__TASK MATERIAL__.
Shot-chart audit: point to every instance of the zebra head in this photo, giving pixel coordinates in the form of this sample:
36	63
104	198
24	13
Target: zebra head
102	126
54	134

__DO THIS__. Could you copy every one of the lines above, word for word and in the same order?

__FINISHED EXERCISE__.
Shot-chart audit: point to every instance of the zebra head in this photo, giving pixel coordinates in the form of this sample:
36	63
104	198
24	13
Target: zebra head
102	126
54	134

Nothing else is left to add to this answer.